*** Exercise passage Section Begins ***

Many populations of fish are losing their biggest, oldest members.

Transcript

An adult yelloweye rockfish Sebastes ruberrimus foraging above the reef for smaller rockfishes and other prey. Victoria O'Connell

An adult yelloweye rockfish foraging above the reef for smaller rockfishes and other prey. Victoria O’Connell

BOB HIRSHON (host):

Protecting elder fish. I’m Bob Hirshon and this is Science Update.

Many varieties of fish live to be a hundred or more years old, growing bigger with each year. University of Washington marine ecologist Lewis Barnett explains that as fish age, they may breed earlier, produce more eggs, and occupy different areas and depths.

LEWIS BARNETT (University of Washington):

In many species, the young fish will settle and live in shallower near shore, and as they grow and mature, they move to deeper off shore habitats.

*** Exercise passage Section Ends ***
*** Data shown Section Begins ***

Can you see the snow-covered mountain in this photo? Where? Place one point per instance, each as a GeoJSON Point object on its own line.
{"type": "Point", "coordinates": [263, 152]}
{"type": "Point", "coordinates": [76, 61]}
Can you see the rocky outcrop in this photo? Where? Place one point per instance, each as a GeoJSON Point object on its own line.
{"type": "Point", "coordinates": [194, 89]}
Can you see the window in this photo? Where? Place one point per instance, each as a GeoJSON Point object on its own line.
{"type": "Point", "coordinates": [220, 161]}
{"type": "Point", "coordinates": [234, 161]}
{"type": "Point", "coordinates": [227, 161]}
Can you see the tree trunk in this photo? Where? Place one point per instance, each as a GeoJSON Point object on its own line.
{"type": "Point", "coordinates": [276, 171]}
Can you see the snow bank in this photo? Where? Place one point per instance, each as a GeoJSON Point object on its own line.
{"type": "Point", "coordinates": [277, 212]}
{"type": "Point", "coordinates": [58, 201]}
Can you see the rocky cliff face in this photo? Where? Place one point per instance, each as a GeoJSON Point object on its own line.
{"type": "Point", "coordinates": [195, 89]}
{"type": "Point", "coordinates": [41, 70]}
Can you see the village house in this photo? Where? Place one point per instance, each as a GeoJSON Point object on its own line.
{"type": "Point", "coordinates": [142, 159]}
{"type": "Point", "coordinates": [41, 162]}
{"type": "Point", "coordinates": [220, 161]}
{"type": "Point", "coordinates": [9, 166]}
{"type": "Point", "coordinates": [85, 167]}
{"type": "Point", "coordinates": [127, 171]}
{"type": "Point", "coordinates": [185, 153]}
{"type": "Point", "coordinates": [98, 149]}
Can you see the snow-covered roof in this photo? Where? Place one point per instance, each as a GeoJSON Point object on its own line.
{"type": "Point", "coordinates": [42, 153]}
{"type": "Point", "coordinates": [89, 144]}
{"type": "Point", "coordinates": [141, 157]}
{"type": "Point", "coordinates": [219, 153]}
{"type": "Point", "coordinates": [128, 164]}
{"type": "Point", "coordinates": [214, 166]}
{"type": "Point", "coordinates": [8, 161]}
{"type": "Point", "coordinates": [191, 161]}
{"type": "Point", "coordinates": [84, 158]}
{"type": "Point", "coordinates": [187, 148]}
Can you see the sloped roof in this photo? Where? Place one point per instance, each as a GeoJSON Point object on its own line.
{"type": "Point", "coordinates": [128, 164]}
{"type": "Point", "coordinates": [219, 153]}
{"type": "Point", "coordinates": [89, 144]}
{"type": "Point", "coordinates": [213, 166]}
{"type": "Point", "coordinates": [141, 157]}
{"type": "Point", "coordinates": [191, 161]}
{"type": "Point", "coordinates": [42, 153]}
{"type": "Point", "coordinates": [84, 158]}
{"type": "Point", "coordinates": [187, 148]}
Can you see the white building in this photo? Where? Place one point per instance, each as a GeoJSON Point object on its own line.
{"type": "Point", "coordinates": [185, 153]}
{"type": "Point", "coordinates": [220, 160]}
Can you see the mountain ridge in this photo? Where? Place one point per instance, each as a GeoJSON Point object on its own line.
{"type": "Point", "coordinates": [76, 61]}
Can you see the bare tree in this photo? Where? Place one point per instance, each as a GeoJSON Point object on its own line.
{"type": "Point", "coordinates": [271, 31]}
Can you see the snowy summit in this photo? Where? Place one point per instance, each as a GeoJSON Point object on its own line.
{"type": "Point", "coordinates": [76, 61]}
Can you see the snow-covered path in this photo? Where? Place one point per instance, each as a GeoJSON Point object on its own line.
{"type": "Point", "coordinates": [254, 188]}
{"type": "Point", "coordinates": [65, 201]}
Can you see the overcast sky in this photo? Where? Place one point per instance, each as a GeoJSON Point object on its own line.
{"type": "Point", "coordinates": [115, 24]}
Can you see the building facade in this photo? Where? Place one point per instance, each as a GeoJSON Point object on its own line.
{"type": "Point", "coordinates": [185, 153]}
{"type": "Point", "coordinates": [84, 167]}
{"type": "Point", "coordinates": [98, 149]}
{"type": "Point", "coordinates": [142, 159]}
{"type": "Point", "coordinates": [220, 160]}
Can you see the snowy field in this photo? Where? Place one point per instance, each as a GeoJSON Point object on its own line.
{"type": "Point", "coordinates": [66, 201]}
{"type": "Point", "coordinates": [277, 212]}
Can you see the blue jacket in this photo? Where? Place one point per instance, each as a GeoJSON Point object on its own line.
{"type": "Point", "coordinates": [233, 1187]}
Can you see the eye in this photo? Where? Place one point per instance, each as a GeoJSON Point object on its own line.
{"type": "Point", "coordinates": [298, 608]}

*** Data shown Section Ends ***

List of tasks
a) Could you copy the fish transcript again, everything from "Protecting elder fish." down to "areas and depths.", swapping "eggs" for "offspring"?
b) How would the transcript on protecting older fish go on after its final line? Write the next part.
These rows were drawn from a separate source.

Task-by-task results
a)
Protecting elder fish. I’m Bob Hirshon and this is Science Update.

Many varieties of fish live to be a hundred or more years old, growing bigger with each year. University of Washington marine ecologist Lewis Barnett explains that as fish age, they may breed earlier, produce more offspring, and occupy different areas and depths.

b)
HIRSHON:

Having a diversity of ages keeps fish populations healthy. But in the journal Current Biology, Barnett and his colleagues report that fishing pressures have led to reductions of up to 90% in the senior fish demographic. To protect these big old fish, they suggest maximum size limits for many species, and the creation of no fishing zones, where at least some fish can live well into their hundreds. I’m Bob Hirshon, for AAAS, the science society.